PROBLEM REQUIREMENTS: Pull every line with "truck" from the data.

[Data items]
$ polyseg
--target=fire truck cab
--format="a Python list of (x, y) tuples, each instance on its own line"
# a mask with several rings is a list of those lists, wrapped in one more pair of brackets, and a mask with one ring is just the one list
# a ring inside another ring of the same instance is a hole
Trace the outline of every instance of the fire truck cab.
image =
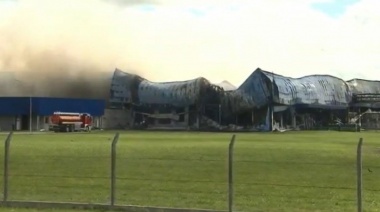
[(92, 117), (89, 113), (54, 112), (50, 117), (50, 123), (49, 128), (54, 132), (90, 132)]

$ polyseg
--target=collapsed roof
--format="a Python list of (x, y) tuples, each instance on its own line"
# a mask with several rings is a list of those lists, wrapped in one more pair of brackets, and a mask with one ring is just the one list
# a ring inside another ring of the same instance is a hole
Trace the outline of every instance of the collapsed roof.
[[(272, 89), (273, 88), (273, 89)], [(110, 103), (156, 104), (184, 107), (221, 104), (224, 111), (238, 113), (266, 106), (347, 108), (353, 94), (380, 94), (380, 82), (344, 80), (330, 75), (285, 77), (257, 68), (239, 88), (224, 90), (205, 78), (179, 82), (151, 82), (116, 69), (112, 78)]]
[(156, 83), (116, 69), (111, 84), (111, 103), (157, 104), (185, 107), (215, 103), (223, 91), (199, 77), (187, 81)]
[(353, 94), (380, 94), (380, 81), (352, 79), (347, 83)]
[[(272, 91), (272, 85), (274, 89)], [(256, 69), (238, 88), (249, 95), (257, 106), (275, 104), (309, 107), (347, 107), (351, 101), (348, 84), (329, 75), (290, 78)]]

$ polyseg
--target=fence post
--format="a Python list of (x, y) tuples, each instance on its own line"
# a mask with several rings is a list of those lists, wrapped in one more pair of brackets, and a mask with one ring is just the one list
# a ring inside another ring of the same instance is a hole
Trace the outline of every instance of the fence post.
[(228, 148), (228, 211), (232, 212), (234, 187), (233, 187), (233, 161), (234, 161), (234, 144), (235, 135), (232, 135), (230, 145)]
[(115, 185), (116, 185), (116, 143), (119, 140), (119, 133), (115, 134), (111, 146), (111, 206), (115, 205)]
[(5, 139), (5, 147), (4, 147), (4, 193), (3, 193), (3, 201), (6, 202), (8, 200), (8, 177), (9, 177), (9, 146), (12, 140), (13, 132), (10, 132)]
[(363, 145), (363, 138), (360, 138), (357, 148), (357, 158), (356, 158), (356, 168), (357, 168), (357, 201), (358, 201), (358, 212), (363, 211), (363, 205), (362, 205), (362, 166), (363, 166), (363, 160), (362, 160), (362, 145)]

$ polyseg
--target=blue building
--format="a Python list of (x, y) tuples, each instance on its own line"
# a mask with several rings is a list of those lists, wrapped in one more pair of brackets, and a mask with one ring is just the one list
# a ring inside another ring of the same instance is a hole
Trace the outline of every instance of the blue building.
[(0, 131), (47, 130), (48, 117), (56, 111), (90, 113), (93, 126), (101, 127), (104, 110), (105, 100), (98, 99), (0, 97)]

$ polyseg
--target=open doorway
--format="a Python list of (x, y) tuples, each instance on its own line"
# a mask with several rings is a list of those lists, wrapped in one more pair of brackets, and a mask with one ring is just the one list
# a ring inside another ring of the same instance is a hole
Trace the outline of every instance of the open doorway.
[(29, 116), (28, 115), (22, 115), (21, 117), (21, 130), (28, 130), (29, 129)]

RESULT FOR THIS EXERCISE:
--target=fire truck cab
Trace the outline of every instance of the fire truck cab.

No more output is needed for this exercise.